## THE TASK
Beginning at the line containing "the white parchment", output every line to the end of the data below exactly as it appears.

== == ==

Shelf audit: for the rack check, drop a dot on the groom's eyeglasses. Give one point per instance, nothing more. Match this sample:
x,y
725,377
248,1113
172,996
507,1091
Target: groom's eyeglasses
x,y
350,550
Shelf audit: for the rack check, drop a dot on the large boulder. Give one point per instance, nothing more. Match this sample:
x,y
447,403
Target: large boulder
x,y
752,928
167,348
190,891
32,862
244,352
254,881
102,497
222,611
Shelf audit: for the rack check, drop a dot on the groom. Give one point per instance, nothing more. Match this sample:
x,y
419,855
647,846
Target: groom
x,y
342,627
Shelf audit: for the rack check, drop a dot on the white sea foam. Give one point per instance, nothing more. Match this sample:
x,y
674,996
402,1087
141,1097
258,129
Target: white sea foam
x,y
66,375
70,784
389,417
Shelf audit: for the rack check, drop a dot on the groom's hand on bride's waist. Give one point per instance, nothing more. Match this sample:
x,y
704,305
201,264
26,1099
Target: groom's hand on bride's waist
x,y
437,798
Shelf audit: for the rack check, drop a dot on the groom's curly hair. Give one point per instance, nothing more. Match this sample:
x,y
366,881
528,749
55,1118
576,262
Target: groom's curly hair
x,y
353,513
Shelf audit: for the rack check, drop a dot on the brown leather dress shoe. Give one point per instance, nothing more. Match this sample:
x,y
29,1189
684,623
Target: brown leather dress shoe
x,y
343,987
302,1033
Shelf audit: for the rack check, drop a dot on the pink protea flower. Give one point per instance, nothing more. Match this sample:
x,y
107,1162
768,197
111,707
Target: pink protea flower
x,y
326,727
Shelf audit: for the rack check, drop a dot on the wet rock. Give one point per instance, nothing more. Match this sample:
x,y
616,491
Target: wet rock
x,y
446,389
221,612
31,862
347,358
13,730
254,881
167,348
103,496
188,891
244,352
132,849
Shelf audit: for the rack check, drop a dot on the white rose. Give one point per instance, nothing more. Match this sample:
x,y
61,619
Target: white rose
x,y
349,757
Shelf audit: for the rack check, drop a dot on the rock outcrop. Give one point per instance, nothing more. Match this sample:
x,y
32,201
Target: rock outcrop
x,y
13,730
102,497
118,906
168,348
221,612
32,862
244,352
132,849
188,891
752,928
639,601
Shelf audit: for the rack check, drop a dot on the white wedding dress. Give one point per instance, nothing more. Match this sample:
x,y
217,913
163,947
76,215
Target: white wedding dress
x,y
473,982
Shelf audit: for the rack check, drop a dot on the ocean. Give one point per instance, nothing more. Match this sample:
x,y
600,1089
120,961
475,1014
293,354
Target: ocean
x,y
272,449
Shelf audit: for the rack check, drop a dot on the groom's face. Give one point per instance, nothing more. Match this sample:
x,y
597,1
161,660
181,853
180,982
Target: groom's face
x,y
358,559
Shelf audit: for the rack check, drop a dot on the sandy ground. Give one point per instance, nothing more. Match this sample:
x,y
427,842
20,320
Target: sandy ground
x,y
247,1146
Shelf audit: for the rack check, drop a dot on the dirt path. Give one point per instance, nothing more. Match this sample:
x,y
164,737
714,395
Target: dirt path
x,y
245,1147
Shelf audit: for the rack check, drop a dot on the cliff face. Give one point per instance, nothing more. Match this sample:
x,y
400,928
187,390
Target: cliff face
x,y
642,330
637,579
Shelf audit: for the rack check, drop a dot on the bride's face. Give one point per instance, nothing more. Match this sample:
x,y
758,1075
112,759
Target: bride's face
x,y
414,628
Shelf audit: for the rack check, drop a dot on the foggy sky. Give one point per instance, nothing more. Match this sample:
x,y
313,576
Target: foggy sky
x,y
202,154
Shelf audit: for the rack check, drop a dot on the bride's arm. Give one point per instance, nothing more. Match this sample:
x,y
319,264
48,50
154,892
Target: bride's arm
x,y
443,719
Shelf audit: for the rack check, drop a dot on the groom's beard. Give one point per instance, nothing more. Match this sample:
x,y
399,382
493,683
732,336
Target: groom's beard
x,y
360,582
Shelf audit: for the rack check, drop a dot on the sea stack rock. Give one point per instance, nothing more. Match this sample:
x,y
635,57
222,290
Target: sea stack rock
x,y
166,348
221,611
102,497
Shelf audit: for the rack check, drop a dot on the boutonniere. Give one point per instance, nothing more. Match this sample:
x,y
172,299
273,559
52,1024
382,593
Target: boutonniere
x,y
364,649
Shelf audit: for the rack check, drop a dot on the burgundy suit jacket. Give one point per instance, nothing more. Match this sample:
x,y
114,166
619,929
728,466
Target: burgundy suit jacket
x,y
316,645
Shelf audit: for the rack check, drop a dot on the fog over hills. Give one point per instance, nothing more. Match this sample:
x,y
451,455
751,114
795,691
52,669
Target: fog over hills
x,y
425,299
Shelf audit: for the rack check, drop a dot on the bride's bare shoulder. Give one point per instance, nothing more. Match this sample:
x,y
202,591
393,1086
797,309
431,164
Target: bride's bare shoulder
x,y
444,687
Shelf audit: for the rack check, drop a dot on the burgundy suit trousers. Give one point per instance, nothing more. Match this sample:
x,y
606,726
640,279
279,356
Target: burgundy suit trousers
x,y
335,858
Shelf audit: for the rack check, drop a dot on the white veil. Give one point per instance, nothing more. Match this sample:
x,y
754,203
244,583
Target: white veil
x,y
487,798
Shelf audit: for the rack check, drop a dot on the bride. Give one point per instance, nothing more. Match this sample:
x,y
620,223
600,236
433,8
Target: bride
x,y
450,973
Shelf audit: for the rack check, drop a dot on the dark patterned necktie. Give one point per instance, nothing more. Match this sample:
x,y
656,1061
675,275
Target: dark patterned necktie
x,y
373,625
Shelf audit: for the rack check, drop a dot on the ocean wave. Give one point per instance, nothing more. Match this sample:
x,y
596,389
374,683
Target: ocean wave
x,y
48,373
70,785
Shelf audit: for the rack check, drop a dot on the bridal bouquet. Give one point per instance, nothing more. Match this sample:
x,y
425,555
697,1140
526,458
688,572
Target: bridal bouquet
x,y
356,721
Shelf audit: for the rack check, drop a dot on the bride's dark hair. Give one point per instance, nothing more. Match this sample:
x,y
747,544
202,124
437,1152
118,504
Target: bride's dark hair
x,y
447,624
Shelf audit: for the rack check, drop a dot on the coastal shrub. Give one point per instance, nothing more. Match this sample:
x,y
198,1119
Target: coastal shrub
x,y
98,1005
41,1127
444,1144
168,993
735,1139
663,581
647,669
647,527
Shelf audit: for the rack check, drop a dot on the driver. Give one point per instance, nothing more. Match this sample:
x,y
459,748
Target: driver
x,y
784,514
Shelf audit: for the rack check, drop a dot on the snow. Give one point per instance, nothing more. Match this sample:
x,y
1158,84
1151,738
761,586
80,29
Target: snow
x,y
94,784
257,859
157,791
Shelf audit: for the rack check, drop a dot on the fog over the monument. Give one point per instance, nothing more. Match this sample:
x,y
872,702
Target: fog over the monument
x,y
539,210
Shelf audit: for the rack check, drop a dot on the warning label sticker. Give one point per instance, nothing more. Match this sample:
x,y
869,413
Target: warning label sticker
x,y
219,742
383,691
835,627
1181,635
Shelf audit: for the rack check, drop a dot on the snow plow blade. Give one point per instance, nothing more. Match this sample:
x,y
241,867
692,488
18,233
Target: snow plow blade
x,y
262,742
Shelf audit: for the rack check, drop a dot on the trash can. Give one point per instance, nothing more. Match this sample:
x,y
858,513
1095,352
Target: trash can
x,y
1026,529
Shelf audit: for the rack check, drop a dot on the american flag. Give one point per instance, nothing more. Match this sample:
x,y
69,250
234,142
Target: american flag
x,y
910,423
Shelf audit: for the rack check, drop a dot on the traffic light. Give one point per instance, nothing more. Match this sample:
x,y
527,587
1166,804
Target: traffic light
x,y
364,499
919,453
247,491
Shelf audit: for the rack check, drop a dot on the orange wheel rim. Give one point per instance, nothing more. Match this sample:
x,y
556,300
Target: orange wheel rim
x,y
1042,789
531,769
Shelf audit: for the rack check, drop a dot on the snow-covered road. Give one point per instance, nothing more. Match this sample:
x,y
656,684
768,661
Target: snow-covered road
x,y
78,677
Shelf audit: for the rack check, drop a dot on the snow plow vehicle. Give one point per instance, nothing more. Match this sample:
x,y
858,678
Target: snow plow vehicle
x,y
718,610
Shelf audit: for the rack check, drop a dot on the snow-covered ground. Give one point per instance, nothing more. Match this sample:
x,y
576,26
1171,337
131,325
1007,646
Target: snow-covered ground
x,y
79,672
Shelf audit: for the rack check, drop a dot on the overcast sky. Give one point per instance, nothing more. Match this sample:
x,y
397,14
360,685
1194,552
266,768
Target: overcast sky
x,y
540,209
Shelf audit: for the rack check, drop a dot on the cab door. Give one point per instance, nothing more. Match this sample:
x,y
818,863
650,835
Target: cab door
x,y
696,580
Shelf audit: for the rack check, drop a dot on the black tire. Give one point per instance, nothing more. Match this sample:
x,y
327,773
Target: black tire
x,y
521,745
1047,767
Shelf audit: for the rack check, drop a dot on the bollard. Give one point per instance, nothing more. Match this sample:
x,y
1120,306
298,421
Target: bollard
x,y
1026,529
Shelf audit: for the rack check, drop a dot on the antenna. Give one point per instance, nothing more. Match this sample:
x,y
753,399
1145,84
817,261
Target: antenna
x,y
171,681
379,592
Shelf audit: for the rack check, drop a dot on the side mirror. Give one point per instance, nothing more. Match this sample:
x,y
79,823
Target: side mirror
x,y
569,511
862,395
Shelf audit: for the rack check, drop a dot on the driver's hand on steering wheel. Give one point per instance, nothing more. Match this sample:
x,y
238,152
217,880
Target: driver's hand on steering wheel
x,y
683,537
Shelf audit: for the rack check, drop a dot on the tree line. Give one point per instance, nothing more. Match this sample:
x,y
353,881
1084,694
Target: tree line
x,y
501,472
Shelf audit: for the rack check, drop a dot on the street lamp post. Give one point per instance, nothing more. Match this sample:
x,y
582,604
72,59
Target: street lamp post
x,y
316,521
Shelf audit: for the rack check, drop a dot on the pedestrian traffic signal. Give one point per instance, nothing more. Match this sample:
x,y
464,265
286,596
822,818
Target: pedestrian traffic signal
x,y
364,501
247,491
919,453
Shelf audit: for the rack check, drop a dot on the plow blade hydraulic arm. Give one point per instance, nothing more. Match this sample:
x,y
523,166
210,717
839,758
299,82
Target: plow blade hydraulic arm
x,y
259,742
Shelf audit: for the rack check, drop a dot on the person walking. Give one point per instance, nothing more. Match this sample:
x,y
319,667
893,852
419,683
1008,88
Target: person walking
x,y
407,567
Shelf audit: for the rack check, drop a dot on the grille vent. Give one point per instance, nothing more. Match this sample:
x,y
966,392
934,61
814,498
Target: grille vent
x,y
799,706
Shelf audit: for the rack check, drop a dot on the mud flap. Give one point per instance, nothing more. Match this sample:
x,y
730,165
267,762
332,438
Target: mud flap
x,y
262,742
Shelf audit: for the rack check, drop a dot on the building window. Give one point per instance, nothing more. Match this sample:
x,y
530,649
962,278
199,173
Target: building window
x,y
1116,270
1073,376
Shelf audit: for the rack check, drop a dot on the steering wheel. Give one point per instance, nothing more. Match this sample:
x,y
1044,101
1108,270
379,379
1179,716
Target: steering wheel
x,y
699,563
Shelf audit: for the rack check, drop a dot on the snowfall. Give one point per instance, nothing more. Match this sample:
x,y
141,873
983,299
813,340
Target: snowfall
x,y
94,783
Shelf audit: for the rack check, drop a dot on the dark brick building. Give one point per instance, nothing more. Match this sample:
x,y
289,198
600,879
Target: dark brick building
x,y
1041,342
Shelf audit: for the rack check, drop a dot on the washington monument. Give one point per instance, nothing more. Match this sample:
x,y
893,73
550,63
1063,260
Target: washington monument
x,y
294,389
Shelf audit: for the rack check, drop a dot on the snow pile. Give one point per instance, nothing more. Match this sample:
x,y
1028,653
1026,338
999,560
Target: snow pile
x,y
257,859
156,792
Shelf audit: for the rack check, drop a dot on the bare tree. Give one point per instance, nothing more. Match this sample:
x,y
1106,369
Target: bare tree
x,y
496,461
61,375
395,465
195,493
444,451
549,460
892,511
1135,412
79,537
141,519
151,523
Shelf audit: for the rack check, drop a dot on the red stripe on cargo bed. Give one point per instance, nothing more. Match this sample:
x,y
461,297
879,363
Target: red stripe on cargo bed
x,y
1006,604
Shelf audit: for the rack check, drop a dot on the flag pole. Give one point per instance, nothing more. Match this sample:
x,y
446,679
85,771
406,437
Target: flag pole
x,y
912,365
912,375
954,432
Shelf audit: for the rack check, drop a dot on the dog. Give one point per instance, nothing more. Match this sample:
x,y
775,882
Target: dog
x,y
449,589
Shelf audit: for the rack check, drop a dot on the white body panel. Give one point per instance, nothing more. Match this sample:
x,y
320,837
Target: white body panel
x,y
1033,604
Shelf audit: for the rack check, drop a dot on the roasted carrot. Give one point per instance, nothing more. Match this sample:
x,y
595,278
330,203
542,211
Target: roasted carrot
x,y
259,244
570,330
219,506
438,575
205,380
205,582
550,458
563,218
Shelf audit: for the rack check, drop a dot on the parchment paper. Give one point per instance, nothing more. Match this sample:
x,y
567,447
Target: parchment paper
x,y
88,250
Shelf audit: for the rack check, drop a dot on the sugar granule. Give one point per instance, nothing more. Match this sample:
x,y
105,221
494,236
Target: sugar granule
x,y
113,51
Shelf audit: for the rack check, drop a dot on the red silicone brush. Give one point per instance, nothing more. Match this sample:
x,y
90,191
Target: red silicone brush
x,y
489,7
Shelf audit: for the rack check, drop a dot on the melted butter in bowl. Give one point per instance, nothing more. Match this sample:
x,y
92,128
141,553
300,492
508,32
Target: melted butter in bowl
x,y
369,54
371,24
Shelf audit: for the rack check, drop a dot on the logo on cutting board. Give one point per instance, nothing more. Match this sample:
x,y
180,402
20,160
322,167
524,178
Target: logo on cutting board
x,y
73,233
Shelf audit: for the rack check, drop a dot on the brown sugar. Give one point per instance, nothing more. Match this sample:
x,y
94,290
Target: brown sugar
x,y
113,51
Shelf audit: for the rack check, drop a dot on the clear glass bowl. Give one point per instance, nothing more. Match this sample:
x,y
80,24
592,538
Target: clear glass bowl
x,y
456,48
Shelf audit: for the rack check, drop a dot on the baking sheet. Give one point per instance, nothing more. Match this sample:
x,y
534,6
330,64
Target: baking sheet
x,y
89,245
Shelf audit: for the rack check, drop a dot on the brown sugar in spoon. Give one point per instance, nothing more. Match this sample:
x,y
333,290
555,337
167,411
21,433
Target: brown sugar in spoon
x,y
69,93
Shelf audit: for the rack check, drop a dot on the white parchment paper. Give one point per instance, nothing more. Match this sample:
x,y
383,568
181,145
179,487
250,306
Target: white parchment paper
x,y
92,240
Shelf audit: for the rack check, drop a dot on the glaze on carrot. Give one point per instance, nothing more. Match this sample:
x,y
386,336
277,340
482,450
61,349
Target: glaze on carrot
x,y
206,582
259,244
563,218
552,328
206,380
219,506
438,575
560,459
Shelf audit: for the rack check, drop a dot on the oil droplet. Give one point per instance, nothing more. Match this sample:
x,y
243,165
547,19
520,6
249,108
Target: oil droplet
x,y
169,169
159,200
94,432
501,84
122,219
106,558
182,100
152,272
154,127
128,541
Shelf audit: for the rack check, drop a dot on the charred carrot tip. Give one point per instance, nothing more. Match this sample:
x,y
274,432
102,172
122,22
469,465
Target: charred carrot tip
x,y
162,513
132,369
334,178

== == ==

## RESULT FOR THIS EXERCISE
Shelf audit: for the rack check, drop a dot on the white parchment paper. Give one point per instance, nothing more. Match this sample:
x,y
383,568
181,145
179,487
250,306
Target: white parchment paper
x,y
92,240
Shelf audit: for the rack check, drop a dot on the glaze on carrot. Give one point per instance, nothing more. Match this sample:
x,y
386,336
277,340
482,450
61,349
Target: glaze on carrot
x,y
206,582
259,244
563,218
552,328
206,380
219,506
438,575
560,459
Shelf audit: for the rack check, drop a dot on the oil droplet. Give one point per instance, nothing more. Match this sample:
x,y
243,165
547,19
520,6
249,108
Target: oil droplet
x,y
169,169
159,200
94,432
501,84
122,219
106,558
182,100
152,272
154,127
128,541
Shelf audit: for the rack check, drop a dot on the charred carrot tip. Give one point per instance, nothing more. Match this sample:
x,y
274,432
102,172
122,22
469,465
Target: charred carrot tip
x,y
162,513
132,369
334,178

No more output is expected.